-- DOCUMENT PASSAGE --
I think it is folly to second-guess others in wartime ..... IMO. But - we certainly must keep learning about ourselves .... as human kind.

MM


----------



## A4K (Aug 9, 2012)

With Jan, thanks for posting Eric!

Had read of these internment camps in 'Snow falling on Cedars' by David Guterson. Wonder how large a role that book (and subsequent film) played in opening people's eyes?


----------



## Shinpachi (Aug 9, 2012)

evangilder said:


> The monument in the cemetery area is really moving. There were origami cranes in masses, tied with string. Can one of the Japanese members tell me what the significance is with the origami cranes? They were hundreds of them. Notice also the model of the camp to show how big it was.



They are called Senba-Zuru(Thousand Cranes) folded by, mainly, women praying for the souls of victims. 
They look healing old wounds to my eyes.
Thanks for sharing, Eric.


----------



## Vincenzo (Aug 9, 2012)

michaelmaltby said:


> I'm glad you started this thread, evangilder ..... we did something similar on a smaller scale in Canada. Not our greatest moment but times were different then. Nothing to be proud of but nothing to be buried in the dark either. During 1914-18, the Canadian government interned Ukrainian Canadians IIRC because the Ukraine was part of the German-Austrian alliance ...
> MM



Ucraina was part of russian empire... so were allies. maybe we need more data for understand this history


----------



## evangilder (Aug 9, 2012)

Shinpachi said:


> They are called Senba-Zuru(Thousand Cranes) folded by, mainly, women praying for the souls of victims.
> They look healing old wounds to my eyes.
> Thanks for sharing, Eric.



Thanks Shinpachi-san. I was reading about Senbazuru earlier this morning. There are a few stories about the thousand cranes. After reading more about that, I got the impression it was about healing and peace. There were also rocks and coins left at the memorial. I know in Judaism, placing a rock on the memorial stone signifies many things as well, but the main one signifying that the person has been visited and is remembered. I don't know the origin or significance leaving coins, so if anyone cares to chime in, feel free. It appears that there is a bit of healing from multiple cultures going on there. I saw some Japanese, Americans and even some European visitors there yesterday.


----------



## vikingBerserker (Aug 9, 2012)

Amazing, thanks for posting the information gents.


----------



## evangilder (Aug 9, 2012)

So I have done a little reading about leaving coins at a gravesite. Again, there are several interpretations about it and why it is done, but it does not appear to have any religious roots. The one I think probably sums it up best is this explanation:


> Some people hold to the tradition of leaving something of yourself when visiting a grave. If nothing else, a coin from your pocket serves as a marker of your passage and esteem for the departed. It also signifies to any that pass by that the grave was visited, and that the deceased is well loved and esteemed and has not been abandoned or forgotten. Coins are also an older form of leaving flowers, a practice prompted by the heavy Romanticism of the Victorian era.

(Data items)

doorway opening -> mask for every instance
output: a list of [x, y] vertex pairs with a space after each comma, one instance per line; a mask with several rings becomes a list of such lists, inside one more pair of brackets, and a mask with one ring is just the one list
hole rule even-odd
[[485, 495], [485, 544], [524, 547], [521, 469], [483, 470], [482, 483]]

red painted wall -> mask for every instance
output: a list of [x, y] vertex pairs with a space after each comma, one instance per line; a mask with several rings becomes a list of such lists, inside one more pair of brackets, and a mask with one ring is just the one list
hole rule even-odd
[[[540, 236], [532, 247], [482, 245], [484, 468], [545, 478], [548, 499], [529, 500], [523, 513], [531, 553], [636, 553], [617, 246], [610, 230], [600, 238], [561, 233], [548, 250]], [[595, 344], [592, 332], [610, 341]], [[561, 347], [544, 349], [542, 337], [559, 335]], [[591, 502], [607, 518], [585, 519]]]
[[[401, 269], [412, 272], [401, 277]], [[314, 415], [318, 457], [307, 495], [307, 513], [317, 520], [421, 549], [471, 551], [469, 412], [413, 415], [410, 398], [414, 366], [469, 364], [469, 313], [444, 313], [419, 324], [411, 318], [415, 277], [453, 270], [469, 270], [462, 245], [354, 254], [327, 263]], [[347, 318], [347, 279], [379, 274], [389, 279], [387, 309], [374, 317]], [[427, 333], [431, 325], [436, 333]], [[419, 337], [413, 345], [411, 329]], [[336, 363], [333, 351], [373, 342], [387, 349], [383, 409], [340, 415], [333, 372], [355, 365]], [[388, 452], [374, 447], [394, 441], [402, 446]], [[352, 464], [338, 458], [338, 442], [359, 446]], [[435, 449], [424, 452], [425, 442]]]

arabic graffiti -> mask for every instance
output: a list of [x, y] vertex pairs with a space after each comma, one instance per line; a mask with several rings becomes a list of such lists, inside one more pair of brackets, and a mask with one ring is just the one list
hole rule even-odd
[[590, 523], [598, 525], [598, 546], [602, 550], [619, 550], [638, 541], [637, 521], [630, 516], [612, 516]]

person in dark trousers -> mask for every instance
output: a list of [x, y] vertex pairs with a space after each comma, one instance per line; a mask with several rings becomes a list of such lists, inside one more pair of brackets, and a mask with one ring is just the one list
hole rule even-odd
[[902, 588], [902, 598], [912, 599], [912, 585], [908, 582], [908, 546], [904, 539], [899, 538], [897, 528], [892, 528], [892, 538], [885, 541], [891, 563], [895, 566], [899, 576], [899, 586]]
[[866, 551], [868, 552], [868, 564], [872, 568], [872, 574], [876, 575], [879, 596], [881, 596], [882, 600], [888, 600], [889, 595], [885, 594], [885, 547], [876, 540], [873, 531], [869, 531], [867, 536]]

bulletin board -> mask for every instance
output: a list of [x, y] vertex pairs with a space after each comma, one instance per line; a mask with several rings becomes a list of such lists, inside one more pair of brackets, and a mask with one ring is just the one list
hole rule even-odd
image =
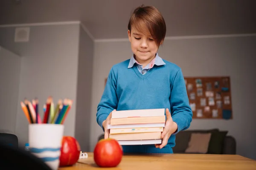
[[184, 79], [193, 119], [233, 119], [230, 77]]

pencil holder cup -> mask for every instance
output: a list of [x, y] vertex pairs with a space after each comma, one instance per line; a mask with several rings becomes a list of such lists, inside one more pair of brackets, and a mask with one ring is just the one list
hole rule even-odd
[[64, 126], [55, 124], [31, 124], [29, 126], [30, 152], [52, 169], [57, 170]]

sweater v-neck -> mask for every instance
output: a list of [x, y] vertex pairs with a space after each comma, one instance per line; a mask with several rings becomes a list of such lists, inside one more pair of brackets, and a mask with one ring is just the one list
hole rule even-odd
[[137, 76], [139, 76], [139, 77], [141, 79], [144, 79], [145, 78], [148, 76], [150, 74], [154, 71], [154, 70], [155, 69], [155, 67], [153, 67], [150, 68], [149, 70], [148, 71], [144, 74], [142, 74], [141, 73], [140, 73], [140, 71], [139, 71], [139, 70], [138, 70], [137, 67], [134, 66], [133, 68], [136, 74], [137, 74]]

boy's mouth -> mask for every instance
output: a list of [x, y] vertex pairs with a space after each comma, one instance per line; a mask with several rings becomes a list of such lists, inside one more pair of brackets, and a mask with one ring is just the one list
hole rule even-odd
[[148, 52], [148, 51], [140, 51], [140, 52], [141, 53], [147, 53]]

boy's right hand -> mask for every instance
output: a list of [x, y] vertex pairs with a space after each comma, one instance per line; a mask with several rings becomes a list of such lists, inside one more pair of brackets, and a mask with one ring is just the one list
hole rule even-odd
[[106, 119], [106, 120], [104, 120], [102, 122], [102, 126], [104, 128], [104, 139], [108, 139], [109, 135], [109, 129], [108, 129], [108, 125], [110, 125], [110, 119], [111, 117], [112, 117], [112, 113], [113, 111], [116, 111], [116, 109], [114, 109], [111, 112], [109, 115]]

-- GIVEN TASK 1 --
Set down the passage of the forum thread, unchanged, from "Thanks Shinpachi-san. I" down to "visitors there yesterday.".
-- GIVEN TASK 2 --
Extract everything from the start of the listing down to and including the line containing "470], [482, 483]]", reproducing each line verbatim.

-- FINAL ANSWER 1 --
Thanks Shinpachi-san. I was reading about Senbazuru earlier this morning. There are a few stories about the thousand cranes. After reading more about that, I got the impression it was about healing and peace. There were also rocks and coins left at the memorial. I know in Judaism, placing a rock on the memorial stone signifies many things as well, but the main one signifying that the person has been visited and is remembered. I don't know the origin or significance leaving coins, so if anyone cares to chime in, feel free. It appears that there is a bit of healing from multiple cultures going on there. I saw some Japanese, Americans and even some European visitors there yesterday.

-- FINAL ANSWER 2 --
doorway opening -> mask for every instance
output: a list of [x, y] vertex pairs with a space after each comma, one instance per line; a mask with several rings becomes a list of such lists, inside one more pair of brackets, and a mask with one ring is just the one list
hole rule even-odd
[[485, 495], [485, 544], [524, 547], [521, 469], [483, 470], [482, 483]]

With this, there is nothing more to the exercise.